> [Exercise data]
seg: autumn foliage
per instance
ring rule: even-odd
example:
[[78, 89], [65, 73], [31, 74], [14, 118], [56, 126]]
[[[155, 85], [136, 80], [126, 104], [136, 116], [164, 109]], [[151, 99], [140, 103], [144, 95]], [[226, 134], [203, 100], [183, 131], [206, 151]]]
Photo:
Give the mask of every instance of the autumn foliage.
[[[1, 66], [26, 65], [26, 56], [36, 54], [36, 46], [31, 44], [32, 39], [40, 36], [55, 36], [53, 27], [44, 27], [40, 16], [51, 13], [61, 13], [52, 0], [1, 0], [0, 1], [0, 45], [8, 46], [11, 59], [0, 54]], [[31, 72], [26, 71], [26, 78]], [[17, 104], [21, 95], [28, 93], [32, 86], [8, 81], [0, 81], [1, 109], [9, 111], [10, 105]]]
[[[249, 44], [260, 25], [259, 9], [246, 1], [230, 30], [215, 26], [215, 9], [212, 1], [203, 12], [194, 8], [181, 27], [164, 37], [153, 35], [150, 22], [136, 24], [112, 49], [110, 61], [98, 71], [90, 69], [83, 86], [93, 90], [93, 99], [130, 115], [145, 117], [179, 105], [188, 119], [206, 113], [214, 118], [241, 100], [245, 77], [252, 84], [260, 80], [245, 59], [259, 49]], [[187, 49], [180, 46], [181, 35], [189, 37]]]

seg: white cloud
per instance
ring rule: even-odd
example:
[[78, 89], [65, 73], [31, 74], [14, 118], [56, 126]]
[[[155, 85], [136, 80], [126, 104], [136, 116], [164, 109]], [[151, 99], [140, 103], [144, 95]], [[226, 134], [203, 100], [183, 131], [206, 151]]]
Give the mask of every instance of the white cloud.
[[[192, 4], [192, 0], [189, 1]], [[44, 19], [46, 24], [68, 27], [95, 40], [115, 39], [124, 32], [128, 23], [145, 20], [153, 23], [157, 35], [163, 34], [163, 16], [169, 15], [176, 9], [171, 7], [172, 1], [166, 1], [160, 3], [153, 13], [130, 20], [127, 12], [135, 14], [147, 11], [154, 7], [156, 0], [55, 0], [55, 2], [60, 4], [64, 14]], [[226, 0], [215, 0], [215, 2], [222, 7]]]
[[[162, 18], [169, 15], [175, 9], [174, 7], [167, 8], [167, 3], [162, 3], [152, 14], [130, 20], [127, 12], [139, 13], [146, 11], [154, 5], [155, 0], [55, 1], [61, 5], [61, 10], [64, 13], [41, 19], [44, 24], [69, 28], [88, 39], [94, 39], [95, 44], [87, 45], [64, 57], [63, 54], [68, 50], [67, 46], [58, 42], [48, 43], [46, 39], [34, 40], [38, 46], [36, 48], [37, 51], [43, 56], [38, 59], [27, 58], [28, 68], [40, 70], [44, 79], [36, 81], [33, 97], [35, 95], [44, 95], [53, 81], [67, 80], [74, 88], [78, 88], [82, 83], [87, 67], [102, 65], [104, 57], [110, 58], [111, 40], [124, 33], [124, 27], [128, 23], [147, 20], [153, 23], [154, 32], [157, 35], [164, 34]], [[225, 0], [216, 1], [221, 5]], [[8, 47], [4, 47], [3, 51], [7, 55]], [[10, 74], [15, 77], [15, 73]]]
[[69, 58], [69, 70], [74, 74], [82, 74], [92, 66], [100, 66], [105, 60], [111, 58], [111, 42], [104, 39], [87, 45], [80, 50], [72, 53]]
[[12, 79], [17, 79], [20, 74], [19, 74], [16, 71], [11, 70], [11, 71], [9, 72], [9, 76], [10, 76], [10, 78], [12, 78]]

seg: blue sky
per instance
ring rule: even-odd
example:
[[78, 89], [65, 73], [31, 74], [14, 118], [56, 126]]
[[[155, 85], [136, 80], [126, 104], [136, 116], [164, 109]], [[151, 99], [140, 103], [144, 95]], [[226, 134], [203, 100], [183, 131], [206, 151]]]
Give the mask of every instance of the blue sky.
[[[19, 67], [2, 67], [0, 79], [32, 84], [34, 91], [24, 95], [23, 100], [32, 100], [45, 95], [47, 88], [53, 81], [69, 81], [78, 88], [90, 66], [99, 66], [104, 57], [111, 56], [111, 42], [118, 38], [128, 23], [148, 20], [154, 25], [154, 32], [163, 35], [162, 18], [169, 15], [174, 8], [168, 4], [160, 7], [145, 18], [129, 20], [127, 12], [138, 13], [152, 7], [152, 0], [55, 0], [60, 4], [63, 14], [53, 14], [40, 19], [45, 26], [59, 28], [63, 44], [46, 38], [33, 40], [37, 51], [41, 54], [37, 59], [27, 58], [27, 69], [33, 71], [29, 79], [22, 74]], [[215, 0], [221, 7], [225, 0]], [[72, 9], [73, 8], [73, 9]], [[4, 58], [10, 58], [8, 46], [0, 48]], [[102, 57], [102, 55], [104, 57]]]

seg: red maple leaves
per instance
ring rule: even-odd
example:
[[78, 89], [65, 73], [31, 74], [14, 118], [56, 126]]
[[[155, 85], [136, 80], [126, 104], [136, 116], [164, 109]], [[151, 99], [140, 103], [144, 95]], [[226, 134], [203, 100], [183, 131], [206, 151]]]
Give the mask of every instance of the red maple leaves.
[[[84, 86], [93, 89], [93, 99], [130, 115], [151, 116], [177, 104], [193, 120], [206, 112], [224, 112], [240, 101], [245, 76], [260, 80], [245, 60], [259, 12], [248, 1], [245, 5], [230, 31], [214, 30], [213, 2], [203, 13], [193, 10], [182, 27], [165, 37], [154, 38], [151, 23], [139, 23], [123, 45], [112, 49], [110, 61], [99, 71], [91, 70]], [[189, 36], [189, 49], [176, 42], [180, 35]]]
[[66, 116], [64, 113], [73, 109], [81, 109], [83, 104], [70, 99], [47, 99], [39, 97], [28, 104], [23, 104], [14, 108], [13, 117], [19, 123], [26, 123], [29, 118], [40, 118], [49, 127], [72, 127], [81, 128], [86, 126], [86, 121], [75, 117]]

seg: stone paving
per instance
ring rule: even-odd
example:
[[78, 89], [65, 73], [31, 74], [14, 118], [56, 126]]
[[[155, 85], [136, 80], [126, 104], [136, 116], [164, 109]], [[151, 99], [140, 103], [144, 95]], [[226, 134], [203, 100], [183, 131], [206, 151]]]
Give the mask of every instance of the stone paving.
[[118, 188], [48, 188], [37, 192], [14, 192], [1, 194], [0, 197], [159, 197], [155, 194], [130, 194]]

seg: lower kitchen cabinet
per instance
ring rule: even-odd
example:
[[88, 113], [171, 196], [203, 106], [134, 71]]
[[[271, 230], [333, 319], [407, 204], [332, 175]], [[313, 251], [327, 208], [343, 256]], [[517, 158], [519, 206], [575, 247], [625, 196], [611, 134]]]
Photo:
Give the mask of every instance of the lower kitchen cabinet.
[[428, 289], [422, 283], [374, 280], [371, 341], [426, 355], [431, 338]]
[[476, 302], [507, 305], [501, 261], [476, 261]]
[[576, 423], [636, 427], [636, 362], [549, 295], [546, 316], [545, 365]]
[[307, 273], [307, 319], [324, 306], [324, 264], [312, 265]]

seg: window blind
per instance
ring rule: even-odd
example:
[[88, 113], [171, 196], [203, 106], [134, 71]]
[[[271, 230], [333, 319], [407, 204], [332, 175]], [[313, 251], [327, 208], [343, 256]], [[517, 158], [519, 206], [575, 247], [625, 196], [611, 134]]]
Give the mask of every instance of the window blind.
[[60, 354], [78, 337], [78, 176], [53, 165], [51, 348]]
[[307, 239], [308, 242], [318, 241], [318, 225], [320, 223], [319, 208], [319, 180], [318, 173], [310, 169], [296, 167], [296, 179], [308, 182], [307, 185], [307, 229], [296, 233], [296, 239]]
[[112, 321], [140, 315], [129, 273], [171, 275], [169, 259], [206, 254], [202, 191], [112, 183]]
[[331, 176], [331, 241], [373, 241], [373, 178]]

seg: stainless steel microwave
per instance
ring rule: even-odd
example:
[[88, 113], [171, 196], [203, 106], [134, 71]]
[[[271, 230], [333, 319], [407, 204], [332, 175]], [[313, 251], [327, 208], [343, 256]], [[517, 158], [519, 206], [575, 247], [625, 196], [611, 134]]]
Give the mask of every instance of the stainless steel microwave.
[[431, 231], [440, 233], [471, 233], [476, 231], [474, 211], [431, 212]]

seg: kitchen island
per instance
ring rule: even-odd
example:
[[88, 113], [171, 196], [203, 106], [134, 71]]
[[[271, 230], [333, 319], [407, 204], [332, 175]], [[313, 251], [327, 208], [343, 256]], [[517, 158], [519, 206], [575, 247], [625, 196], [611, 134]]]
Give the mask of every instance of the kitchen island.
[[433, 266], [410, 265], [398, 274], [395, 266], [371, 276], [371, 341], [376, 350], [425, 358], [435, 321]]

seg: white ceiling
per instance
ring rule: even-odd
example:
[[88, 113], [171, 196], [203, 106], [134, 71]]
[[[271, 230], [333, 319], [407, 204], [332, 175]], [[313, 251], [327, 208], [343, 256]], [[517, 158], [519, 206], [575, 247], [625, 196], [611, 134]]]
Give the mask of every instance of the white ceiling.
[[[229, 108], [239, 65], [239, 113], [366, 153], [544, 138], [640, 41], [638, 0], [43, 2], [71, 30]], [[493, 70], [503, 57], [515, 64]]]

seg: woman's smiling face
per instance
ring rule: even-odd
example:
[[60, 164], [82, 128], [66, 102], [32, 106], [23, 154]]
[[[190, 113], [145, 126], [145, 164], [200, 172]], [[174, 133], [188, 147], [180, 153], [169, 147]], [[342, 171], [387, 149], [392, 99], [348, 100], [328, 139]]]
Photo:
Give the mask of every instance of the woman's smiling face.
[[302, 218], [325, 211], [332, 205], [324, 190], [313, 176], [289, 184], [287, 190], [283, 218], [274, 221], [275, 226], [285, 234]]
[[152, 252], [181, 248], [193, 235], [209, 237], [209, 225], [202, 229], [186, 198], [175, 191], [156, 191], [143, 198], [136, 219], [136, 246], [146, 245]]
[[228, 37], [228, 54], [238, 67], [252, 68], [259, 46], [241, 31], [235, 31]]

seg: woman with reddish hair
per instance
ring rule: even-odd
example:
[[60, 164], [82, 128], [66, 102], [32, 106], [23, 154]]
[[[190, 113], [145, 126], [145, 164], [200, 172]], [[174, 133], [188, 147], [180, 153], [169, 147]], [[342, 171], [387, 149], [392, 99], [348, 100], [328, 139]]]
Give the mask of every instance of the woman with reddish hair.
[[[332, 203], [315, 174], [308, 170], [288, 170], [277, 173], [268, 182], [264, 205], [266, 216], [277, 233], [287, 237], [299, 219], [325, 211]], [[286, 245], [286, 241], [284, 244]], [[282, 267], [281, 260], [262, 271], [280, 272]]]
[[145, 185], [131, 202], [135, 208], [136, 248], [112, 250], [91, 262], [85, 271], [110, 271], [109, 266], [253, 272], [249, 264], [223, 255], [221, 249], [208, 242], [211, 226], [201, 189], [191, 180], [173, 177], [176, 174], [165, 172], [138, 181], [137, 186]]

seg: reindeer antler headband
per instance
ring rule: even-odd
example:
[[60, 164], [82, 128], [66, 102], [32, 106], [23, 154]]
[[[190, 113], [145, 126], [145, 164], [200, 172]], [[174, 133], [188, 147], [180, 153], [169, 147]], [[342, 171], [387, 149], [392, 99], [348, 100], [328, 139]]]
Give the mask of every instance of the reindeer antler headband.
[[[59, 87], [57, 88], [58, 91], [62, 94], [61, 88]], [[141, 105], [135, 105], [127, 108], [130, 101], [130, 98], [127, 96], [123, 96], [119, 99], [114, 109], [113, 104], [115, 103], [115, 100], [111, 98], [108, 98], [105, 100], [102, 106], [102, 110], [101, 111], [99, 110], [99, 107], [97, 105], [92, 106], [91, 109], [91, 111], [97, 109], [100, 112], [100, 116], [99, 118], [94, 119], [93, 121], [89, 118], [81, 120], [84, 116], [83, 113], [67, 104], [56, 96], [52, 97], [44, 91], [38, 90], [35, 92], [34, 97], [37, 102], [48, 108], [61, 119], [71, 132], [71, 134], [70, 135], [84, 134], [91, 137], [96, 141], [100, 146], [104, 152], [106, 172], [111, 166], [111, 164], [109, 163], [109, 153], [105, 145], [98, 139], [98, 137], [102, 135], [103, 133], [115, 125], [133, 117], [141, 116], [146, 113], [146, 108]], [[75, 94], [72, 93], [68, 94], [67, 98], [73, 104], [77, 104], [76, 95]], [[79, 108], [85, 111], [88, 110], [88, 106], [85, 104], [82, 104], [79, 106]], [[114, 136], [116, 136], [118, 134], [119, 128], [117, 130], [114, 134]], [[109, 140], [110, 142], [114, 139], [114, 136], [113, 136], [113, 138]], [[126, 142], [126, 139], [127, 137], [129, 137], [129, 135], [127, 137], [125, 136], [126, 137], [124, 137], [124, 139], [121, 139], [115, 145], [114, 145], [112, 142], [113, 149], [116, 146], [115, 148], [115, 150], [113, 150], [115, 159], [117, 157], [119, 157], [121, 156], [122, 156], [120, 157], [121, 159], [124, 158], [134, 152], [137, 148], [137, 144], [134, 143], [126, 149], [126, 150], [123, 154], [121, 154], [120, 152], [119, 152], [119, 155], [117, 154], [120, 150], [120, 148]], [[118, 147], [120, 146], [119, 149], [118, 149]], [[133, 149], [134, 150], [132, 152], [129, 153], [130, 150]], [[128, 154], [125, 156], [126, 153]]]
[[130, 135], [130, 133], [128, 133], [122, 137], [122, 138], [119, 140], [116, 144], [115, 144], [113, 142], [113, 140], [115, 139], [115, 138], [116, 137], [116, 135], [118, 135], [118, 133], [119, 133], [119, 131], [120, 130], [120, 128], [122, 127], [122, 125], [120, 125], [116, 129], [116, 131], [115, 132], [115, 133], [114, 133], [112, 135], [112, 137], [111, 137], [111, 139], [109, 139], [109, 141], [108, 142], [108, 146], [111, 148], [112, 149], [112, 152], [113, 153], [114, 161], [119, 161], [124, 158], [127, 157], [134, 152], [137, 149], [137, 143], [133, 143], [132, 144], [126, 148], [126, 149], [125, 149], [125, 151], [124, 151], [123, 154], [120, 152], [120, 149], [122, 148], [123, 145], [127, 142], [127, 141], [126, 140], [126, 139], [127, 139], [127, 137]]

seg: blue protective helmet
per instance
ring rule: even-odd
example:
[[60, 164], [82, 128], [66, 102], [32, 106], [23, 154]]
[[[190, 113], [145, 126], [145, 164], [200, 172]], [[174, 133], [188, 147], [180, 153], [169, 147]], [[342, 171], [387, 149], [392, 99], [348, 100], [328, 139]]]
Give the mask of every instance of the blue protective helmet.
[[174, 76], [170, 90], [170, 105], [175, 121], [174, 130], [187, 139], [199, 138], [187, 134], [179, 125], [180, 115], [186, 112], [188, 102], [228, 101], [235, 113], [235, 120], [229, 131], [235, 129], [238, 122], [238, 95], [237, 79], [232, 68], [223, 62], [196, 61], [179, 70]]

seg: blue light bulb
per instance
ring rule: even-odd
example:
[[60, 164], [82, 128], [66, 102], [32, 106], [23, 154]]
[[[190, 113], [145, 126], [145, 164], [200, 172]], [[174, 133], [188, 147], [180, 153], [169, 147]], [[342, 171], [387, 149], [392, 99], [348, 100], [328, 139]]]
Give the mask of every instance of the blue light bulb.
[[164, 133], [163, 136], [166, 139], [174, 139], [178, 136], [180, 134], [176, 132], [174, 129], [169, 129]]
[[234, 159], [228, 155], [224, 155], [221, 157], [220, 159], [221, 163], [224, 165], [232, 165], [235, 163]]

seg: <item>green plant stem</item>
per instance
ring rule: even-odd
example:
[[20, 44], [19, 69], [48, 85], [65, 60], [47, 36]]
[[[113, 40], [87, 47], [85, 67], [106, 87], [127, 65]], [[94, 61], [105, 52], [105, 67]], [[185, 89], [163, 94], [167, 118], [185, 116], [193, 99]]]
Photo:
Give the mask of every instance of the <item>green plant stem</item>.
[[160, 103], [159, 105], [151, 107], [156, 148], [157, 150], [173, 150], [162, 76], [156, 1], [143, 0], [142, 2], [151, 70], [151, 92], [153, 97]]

> [Set problem]
Return verbatim the records from the line containing "seg: blue light bulb" through the line containing "165], [235, 163]]", both lines included.

> [Expected output]
seg: blue light bulb
per instance
ring rule: even-odd
example:
[[60, 164], [82, 128], [66, 102], [32, 106], [23, 154]]
[[[190, 113], [145, 126], [145, 164], [200, 172]], [[174, 133], [188, 147], [180, 153], [169, 147]], [[342, 171], [387, 149], [392, 99], [348, 100], [328, 139]]]
Give the mask of every instance of the blue light bulb.
[[164, 133], [163, 136], [166, 139], [174, 139], [178, 136], [180, 134], [176, 132], [174, 129], [169, 129]]
[[234, 159], [228, 155], [224, 155], [221, 157], [220, 159], [221, 163], [224, 165], [232, 165], [235, 163]]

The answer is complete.